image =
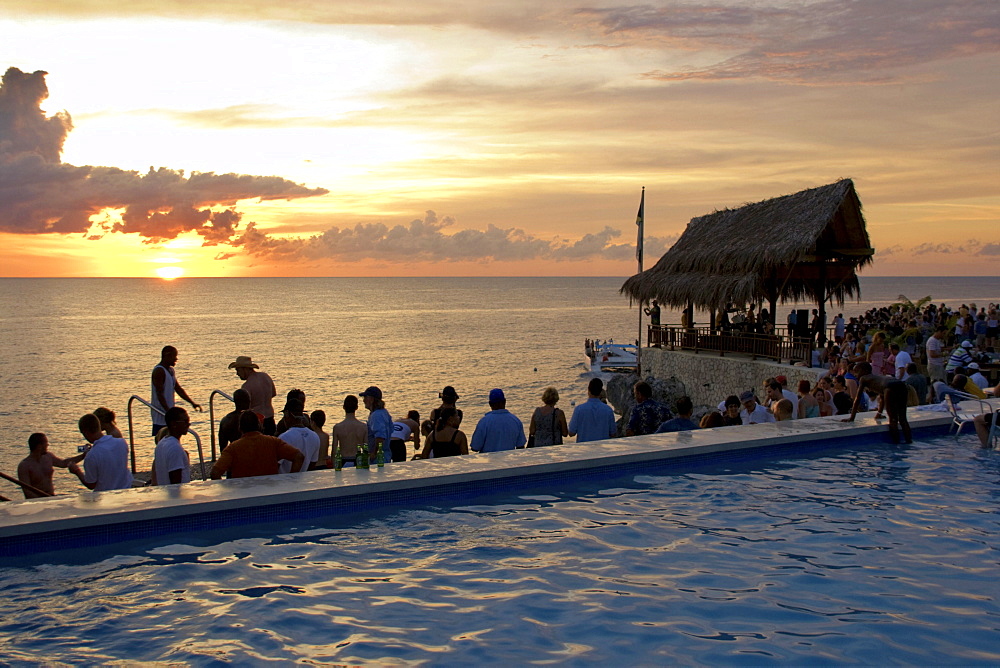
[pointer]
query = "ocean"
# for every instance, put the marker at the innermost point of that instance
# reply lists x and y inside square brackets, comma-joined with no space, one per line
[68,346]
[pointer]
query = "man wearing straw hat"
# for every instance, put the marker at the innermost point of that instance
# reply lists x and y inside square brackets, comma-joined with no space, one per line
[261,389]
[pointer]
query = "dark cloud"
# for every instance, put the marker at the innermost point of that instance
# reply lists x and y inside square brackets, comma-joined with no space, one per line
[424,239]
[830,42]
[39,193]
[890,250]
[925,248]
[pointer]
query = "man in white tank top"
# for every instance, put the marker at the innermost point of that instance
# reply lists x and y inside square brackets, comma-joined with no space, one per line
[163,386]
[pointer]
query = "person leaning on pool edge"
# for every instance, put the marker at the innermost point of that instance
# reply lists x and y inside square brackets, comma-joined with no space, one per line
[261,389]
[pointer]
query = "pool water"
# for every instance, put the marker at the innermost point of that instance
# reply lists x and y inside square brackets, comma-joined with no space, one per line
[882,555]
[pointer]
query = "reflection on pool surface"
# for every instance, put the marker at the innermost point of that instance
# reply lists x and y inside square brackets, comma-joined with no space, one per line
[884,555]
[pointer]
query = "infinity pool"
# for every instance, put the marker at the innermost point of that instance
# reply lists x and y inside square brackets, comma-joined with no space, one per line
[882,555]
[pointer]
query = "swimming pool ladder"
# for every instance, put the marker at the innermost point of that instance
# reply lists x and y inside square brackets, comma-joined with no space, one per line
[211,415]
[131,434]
——
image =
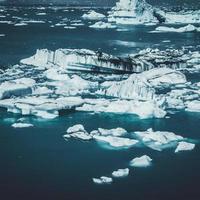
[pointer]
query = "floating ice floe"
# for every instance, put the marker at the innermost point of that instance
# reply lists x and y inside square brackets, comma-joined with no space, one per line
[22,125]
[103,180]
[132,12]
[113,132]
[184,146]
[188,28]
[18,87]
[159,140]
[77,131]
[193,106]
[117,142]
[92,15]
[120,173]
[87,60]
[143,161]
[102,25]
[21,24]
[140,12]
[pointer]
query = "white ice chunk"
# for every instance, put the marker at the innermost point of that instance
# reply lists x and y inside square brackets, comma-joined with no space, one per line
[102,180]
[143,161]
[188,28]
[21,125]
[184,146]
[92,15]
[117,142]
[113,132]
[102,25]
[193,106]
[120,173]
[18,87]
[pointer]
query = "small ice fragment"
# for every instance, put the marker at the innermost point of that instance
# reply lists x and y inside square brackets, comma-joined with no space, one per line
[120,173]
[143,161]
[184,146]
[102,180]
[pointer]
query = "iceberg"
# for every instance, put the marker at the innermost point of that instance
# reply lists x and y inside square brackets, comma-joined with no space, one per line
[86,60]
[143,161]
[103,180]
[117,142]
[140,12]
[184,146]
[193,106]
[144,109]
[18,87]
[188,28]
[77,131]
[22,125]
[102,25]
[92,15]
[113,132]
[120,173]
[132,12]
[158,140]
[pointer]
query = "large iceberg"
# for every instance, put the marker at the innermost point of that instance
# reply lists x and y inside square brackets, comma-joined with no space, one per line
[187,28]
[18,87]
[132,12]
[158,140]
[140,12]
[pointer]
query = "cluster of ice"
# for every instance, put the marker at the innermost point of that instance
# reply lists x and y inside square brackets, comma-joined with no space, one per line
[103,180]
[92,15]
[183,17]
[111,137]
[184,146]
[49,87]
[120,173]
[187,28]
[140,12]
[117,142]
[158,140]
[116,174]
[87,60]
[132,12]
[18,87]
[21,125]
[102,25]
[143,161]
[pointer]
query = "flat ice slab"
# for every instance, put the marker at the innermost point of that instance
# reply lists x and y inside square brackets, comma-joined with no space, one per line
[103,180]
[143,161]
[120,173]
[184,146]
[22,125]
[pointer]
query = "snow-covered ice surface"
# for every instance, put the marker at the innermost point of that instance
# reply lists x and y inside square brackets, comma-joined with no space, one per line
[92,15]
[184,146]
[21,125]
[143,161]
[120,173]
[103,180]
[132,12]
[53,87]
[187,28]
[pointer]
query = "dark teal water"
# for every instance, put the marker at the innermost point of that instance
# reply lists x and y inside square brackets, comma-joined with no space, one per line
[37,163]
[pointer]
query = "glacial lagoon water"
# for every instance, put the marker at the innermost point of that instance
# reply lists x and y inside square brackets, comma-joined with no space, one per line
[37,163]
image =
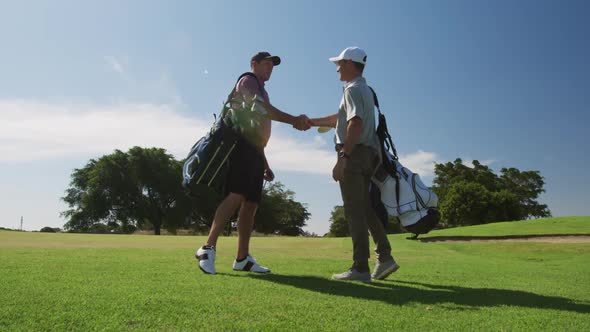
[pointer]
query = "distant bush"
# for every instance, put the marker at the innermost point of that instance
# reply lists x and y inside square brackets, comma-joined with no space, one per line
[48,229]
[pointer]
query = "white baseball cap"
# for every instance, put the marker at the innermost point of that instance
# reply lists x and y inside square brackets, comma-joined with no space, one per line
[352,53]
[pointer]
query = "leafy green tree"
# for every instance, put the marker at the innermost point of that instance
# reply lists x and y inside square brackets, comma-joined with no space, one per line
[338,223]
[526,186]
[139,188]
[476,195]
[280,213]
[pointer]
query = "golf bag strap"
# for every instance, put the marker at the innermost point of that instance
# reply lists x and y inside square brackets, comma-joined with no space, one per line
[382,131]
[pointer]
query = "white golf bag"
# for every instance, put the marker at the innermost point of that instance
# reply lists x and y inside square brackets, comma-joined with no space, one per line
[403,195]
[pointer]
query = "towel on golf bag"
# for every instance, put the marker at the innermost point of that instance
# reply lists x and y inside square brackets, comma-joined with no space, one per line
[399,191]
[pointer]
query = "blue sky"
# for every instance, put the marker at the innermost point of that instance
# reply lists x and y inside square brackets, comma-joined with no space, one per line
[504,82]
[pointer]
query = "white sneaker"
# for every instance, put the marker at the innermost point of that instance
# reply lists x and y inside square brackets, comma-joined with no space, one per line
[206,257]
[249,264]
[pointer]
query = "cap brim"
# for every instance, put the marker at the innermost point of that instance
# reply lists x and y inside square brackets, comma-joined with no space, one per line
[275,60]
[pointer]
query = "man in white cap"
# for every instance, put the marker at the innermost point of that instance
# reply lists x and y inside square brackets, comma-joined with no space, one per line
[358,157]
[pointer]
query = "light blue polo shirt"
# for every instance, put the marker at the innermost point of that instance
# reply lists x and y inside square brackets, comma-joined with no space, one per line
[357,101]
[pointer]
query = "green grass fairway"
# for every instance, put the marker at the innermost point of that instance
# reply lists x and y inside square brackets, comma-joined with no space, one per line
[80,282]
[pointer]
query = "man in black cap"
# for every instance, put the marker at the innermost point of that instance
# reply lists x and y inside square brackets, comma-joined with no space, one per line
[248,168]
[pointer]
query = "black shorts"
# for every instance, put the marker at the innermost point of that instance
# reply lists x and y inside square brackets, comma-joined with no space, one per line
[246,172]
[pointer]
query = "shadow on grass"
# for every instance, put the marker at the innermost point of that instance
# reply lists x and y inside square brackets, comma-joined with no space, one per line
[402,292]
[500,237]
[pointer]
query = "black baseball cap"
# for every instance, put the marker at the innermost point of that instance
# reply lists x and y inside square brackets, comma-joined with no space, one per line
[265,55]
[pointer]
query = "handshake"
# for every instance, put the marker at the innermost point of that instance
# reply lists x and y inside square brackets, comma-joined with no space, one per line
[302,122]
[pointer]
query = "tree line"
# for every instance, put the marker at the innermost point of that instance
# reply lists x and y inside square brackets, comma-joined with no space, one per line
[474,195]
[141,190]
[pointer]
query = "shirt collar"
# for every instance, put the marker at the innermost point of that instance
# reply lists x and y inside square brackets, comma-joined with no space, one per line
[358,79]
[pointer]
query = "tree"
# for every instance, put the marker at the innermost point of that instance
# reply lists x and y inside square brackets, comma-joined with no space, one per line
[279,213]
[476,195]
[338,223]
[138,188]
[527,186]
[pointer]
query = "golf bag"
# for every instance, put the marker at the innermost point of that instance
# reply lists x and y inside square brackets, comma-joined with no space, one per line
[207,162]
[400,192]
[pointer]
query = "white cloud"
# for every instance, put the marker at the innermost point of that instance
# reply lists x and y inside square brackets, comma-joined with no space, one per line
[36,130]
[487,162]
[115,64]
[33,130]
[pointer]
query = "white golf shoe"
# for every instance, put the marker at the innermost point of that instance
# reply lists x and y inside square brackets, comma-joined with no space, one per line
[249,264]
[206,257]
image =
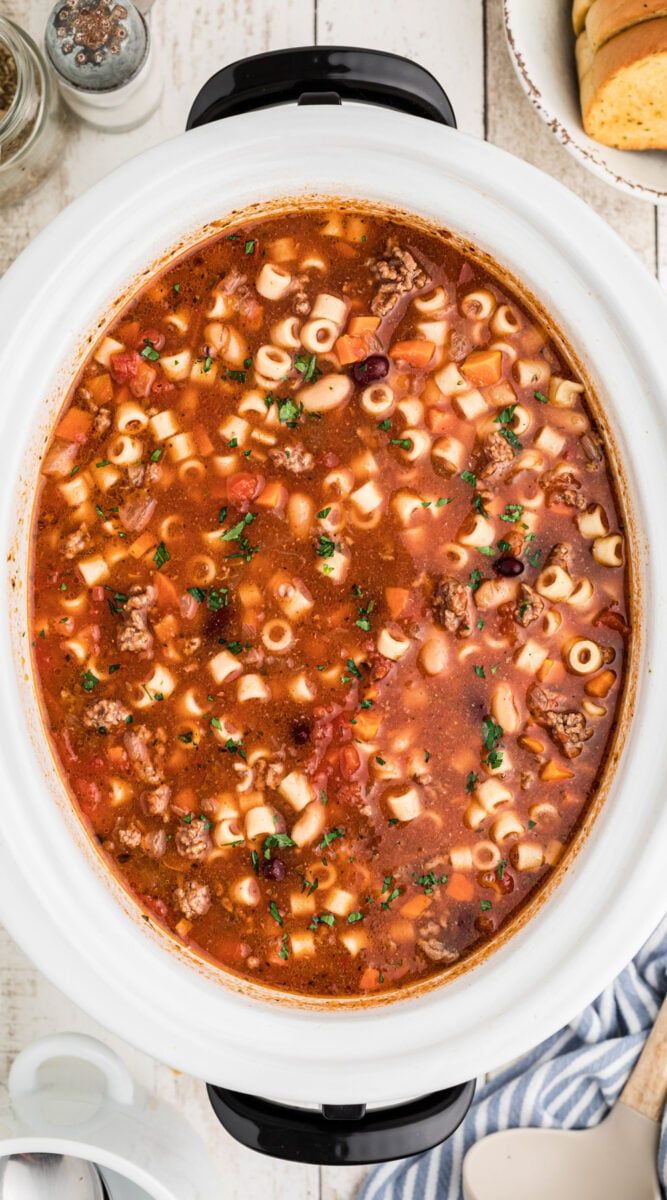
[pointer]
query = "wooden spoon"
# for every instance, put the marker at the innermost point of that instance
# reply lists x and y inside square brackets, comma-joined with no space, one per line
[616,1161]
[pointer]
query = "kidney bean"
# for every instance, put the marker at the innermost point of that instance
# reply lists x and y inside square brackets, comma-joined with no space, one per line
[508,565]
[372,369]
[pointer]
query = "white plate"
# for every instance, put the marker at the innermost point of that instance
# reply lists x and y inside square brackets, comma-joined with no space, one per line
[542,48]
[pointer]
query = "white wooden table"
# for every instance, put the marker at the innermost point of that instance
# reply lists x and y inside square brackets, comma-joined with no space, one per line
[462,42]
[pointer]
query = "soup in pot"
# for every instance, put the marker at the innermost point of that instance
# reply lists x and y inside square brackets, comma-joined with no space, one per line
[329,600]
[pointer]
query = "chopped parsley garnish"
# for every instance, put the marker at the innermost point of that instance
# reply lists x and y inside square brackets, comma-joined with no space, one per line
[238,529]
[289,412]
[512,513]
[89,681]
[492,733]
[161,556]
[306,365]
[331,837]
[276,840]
——
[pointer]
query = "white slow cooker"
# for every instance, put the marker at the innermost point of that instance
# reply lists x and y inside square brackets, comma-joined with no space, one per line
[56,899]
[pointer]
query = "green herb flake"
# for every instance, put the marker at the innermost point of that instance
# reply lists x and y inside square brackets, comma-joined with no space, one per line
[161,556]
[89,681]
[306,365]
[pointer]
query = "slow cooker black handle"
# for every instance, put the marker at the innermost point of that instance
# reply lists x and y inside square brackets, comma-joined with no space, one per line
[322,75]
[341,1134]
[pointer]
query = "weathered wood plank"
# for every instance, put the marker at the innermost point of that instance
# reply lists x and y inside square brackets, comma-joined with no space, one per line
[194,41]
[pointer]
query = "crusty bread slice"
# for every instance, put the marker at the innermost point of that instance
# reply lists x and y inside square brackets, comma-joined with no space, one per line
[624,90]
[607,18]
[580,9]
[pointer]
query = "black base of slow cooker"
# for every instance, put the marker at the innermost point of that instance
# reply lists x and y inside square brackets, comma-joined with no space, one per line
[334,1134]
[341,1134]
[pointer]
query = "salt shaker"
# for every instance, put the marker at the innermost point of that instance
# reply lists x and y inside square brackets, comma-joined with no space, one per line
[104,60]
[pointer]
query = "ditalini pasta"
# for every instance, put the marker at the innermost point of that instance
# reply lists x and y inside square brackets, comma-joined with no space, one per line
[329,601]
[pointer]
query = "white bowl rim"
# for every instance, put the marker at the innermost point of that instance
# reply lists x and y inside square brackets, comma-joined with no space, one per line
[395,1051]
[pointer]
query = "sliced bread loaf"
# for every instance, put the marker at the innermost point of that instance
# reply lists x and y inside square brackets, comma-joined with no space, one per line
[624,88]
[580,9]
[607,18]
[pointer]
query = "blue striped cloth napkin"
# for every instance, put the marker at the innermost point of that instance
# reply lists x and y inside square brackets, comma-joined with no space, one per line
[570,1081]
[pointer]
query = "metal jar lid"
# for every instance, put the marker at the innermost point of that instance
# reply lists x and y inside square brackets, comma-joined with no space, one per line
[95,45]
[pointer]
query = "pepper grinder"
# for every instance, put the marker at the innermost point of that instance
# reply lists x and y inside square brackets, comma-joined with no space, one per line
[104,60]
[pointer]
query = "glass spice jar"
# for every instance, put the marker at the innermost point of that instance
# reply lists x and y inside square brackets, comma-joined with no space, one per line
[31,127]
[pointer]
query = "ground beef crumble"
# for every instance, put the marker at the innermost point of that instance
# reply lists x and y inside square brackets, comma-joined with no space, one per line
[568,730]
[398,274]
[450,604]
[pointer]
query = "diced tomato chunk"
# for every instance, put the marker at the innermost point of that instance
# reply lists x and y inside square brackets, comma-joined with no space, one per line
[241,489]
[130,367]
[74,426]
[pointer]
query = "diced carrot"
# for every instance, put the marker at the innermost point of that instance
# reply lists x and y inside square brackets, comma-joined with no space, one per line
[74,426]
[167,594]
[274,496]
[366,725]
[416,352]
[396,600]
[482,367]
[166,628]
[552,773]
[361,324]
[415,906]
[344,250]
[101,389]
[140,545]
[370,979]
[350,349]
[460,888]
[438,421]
——
TO BE DONE:
Pick out each line in the items above that contains the word "white", and copy those lines.

RESPONSE:
query = "man in white tank top"
query = "white ice chunk"
query = "white baseball cap"
query = "white golf bag"
query = "white sneaker"
query = "man in white cap"
query = "white cloud"
query = "white golf shoe"
query = "white plate"
query = "white wooden table"
query = "white slow cooker"
query = "white bowl rim"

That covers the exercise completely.